Task description
Answer the following questions using the essay on trust and bespoke software below.
1. What two reasons does the essay give for trusting the C compiler completely?
2. Which Star Trek: The Next Generation episode does the essay discuss, including its season and episode code?
3. According to the essay, at what layer does open source survive?
[Selected extract]
Trust is a dial. We trust the C compiler completely because it’s deterministic and has been exhaustively battle-tested for forty years. We don’t extend that to LLMs yet, and we’re right not to. The amount of trust we place in any tool is, and ought to be, proportional to the cost of that trust being misplaced. We already trust LLM-generated code for low-stakes throwaway work the way we trust a compiler. We withhold that trust where the cost of being wrong is high.
The compiler is the asymptote. We’re not there yet. What’s missing is the verification layer.
This isn’t speculative for me. The senior engineer’s job has always been asserting the behaviors the parser had to exhibit, and understanding the system well enough to know what to assert. The typing was incidental. I’ve been reviewing tests far more carefully than implementations for the last decade; we just called it “code review”. The bespoke shift makes explicit, for everyone, what good engineers have always been doing.
In Theory
In the TNG episode “In Theory” (S04E25), Data, the android, tells Lieutenant Jenna D’Sora that he has written a subroutine specifically for her. A program within the program. He has generated bespoke software for a single use case (one romantic relationship) and shipped it straight into production, by which I mean acting on it, with a real person, in real time.
The episode is forty-five minutes of watching this go subtly, comically, painfully wrong. Crashes would have been easier. The subroutines almost-work, then degrade. They produce romantic responses assembled from pattern-matched fragments, without the judgment to know whether they fit the situation. The output is plausible without being right. This is the silent-failure category in a Starfleet uniform, and you watch the blast radius play out for the entire episode.
When Data writes a subroutine, how does Data trust Data?
No battle-tested library exists for being Data. Every subroutine he writes is bespoke. Zero accumulated trust. The blast radius is his own cognition and his own actions, which is to say the highest blast radius imaginable for a single agent. He is either running an internal verification layer we never see on screen, or he is shipping unverified generated code into production at the most dangerous scale conceivable. “In Theory” is the episode where he visibly didn’t verify enough.
We have been talking, this whole time, as if this was about generation. It wasn’t. It was always about verification. And underneath verification, it was about trust.
What reuse always amortized was trust.
You import the date library because someone else has already paid the cost of verifying it across thousands of locales, ten thousand production deployments, fifteen years of bug reports. Writing date math is hard, sure, but the library’s real value is the audit trail, and the trust that came with paying for it.
Kill the cost of manufacturing trust locally, and reuse retreats to exactly the cases where trust cannot be cheaply made.
Why Kafka Survives
We watched the magic for forty years and assumed the hard part was the writing. It is the verifying, and underneath that, the trusting.
We already have machines that write bespoke software. We’re still waiting on machines we can trust like a compiler, all the way up the dial, proportional to the stakes. Closing that gap is the engineering work of the next decade.
Which is why Kafka survives. An LLM can draft something Kafka-shaped tomorrow; the code is the easy part. Verifying you’ve rewritten it correctly takes years of failures in production, and manufacturing the trust that millions of cumulative production-hours have poured into it, alone and on demand, is impossible.
Reports of open source’s death are exaggerated. It survives at exactly the layer where trust is too expensive to generate locally: the deep infrastructure, the run-at-scale systems, the fails-silently primitives. Everything above that line becomes bespoke.
In Summary
LLMs collapsed the cost of writing single-use software, and bespoke became viable wherever reuse used to win by default. The first pass for deciding between them is blast radius. The actual decider is verification cost, which a competent engineer can manufacture through tests. What reuse always amortized was trust; bespoke retreats to exactly the cases where trust is too expensive to generate locally. The engineering work of the next decade is closing the verification gap.
Data, after all, ran on tests.
[/Selected extract]
[Excerpted data]
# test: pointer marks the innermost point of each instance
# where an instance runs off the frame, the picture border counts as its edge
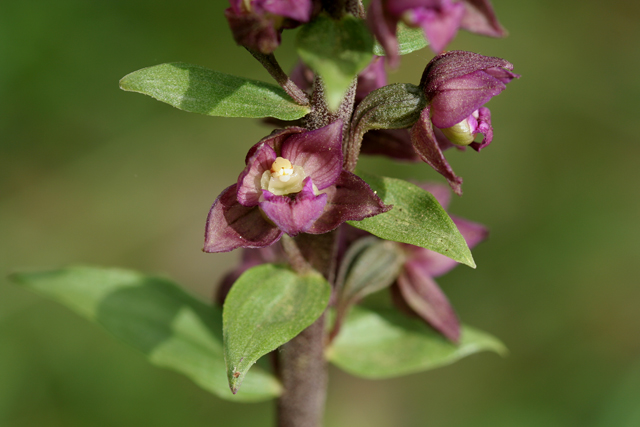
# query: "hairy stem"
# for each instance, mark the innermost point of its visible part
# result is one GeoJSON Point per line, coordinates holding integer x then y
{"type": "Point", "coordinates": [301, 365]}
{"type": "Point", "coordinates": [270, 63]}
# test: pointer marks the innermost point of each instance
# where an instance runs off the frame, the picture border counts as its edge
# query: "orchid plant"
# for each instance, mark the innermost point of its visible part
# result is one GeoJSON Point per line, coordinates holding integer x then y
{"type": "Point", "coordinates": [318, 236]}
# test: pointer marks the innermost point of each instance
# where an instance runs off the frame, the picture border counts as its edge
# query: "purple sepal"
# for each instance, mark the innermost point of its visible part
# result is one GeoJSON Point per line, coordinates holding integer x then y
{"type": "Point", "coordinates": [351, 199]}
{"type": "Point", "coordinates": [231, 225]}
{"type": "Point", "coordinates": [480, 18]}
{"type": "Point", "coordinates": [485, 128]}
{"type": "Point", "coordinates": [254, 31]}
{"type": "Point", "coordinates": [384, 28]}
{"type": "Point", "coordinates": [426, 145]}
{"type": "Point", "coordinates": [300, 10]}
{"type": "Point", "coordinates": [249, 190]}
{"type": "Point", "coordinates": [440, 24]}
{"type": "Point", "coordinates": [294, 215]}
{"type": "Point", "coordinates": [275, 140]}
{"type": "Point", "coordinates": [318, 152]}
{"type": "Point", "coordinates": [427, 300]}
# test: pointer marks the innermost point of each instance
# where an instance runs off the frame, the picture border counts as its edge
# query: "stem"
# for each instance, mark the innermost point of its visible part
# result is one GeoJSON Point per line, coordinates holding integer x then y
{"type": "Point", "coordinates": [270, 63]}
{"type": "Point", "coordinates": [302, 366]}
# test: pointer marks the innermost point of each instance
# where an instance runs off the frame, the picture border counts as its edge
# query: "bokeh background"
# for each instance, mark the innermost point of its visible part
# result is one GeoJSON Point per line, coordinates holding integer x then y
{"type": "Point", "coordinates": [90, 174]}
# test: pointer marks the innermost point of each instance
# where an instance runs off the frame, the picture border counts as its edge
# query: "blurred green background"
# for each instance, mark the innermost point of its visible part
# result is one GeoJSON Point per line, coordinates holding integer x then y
[/Excerpted data]
Answer section
1. The C compiler is deterministic and has been exhaustively battle-tested for forty years.
2. "In Theory" (S04E25).
3. It survives at the layer where trust is too expensive to generate locally: the deep infrastructure, the run-at-scale systems, and the fails-silently primitives.